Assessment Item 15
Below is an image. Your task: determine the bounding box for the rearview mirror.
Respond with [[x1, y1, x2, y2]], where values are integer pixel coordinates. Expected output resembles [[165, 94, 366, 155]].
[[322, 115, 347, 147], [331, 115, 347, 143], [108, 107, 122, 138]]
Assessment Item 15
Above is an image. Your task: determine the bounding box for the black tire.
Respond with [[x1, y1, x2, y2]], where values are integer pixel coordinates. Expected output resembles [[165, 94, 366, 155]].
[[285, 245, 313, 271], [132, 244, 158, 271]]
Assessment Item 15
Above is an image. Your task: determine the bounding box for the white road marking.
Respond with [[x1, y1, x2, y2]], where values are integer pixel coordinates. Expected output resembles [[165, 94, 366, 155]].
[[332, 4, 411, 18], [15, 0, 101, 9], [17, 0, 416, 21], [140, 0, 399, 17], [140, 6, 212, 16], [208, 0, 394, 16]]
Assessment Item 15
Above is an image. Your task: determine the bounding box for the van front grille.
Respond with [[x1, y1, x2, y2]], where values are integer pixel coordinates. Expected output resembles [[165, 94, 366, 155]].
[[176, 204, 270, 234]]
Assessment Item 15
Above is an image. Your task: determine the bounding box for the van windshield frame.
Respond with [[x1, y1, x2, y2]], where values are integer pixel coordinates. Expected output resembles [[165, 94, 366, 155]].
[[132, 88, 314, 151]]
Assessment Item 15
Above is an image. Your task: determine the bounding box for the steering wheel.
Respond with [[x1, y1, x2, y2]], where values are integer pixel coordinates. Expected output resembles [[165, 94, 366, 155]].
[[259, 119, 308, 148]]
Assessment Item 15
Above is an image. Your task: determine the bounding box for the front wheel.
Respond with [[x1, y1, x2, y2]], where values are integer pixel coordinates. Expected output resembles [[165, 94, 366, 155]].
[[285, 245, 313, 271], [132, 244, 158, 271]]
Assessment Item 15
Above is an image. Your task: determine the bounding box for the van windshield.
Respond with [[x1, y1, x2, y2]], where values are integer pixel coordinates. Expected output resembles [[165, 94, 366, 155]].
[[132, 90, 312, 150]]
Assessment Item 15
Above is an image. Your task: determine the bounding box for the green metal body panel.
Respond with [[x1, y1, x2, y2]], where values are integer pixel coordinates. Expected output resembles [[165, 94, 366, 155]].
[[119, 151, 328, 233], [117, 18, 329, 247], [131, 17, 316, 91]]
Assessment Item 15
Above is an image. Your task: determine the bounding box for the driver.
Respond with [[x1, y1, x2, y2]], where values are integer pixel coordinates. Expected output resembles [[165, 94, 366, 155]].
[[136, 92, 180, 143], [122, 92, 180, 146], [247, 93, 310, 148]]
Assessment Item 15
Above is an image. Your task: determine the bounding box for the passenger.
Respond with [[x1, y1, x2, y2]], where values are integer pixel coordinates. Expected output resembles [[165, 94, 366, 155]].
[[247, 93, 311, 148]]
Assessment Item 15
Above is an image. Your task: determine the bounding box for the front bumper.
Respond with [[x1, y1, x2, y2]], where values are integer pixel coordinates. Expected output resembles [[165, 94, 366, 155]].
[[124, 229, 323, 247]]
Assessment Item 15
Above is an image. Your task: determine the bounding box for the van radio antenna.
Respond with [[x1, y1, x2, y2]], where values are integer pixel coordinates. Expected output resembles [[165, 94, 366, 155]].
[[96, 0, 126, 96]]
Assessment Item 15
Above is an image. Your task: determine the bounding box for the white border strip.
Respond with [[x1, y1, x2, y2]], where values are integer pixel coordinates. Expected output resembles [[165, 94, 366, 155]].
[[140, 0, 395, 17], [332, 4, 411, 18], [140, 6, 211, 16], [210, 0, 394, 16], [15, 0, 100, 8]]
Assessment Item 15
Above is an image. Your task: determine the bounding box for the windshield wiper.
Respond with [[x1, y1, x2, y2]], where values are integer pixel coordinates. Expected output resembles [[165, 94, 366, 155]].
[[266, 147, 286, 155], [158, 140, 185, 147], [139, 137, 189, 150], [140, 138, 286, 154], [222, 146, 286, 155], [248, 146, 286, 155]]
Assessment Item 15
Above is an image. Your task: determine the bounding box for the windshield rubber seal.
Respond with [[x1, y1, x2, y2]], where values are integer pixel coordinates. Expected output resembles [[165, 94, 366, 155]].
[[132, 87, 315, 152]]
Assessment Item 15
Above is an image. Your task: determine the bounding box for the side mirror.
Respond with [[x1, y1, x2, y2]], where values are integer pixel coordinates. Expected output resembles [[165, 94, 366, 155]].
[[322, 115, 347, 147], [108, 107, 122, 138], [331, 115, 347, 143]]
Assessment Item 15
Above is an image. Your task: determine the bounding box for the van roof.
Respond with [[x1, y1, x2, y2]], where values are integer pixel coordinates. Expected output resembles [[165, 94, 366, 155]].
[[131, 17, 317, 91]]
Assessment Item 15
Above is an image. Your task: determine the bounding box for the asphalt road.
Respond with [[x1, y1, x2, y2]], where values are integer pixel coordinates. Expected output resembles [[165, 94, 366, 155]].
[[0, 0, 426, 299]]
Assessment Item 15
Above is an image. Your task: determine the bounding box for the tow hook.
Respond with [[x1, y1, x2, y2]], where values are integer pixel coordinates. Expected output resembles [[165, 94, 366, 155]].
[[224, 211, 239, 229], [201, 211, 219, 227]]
──────────
Among the lines of the data above, find those with the word "mirror" and show them.

Below is an image. Your task: determine the bounding box for the rearview mirror.
Above is an image. Your task: determine the bounding box for the side mirror.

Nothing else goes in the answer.